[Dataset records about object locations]
———

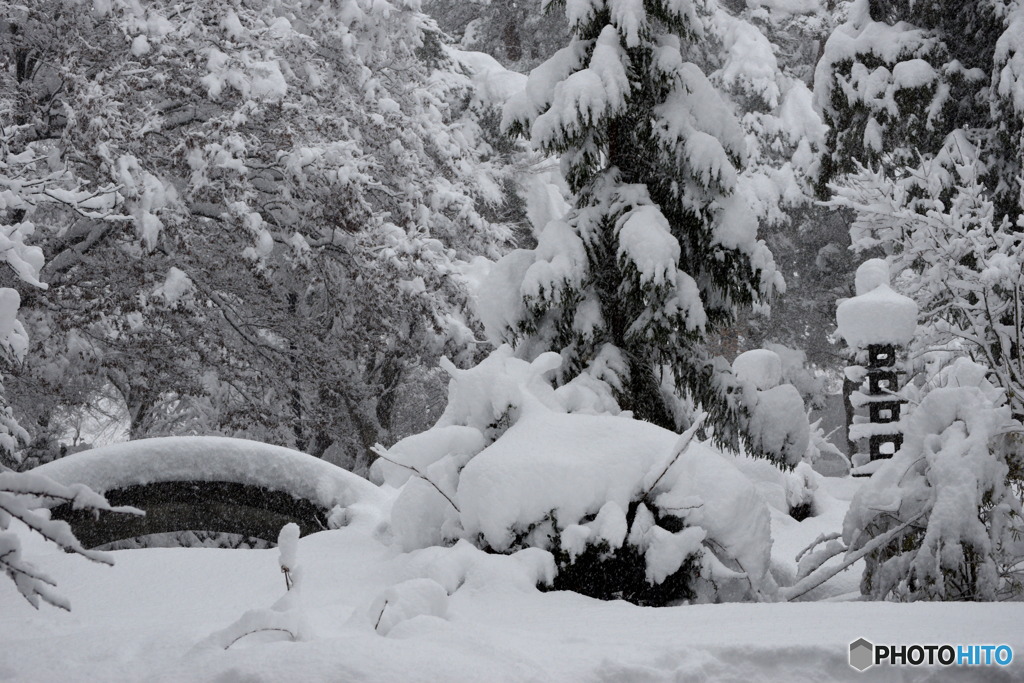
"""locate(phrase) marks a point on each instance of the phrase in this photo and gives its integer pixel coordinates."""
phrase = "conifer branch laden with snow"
(659, 247)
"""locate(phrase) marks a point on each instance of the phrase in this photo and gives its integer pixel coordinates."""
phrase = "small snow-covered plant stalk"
(288, 545)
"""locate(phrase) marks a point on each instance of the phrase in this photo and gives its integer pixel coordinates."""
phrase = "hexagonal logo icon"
(861, 654)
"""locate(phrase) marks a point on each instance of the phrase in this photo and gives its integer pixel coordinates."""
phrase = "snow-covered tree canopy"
(660, 244)
(295, 184)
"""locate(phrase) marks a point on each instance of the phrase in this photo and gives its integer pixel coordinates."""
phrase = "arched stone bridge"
(206, 483)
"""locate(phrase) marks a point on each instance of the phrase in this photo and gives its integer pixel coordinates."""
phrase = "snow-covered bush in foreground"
(19, 494)
(948, 486)
(627, 508)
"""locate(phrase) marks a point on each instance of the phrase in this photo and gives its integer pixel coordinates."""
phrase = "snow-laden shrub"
(628, 509)
(947, 487)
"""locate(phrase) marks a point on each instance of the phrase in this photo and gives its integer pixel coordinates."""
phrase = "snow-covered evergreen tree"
(660, 244)
(925, 142)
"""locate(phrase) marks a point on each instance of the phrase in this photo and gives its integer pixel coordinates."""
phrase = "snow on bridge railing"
(170, 474)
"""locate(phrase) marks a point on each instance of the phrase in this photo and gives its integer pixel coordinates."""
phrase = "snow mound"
(760, 367)
(554, 473)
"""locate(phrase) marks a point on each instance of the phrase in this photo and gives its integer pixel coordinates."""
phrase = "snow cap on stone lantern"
(878, 314)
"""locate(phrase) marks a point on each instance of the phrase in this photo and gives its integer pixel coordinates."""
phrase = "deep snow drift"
(452, 614)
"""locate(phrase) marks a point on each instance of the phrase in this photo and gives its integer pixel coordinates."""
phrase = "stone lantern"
(878, 325)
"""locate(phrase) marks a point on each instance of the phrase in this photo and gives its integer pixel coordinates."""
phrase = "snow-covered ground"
(151, 615)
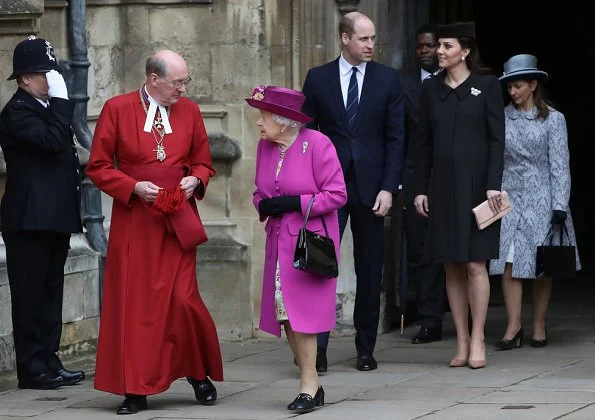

———

● Written request
Return every line of the data above that contains the string "tree", matching case exactly.

● Exercise solution
phrase = "snow-covered tree canopy"
phrase = "snow-covered evergreen tree"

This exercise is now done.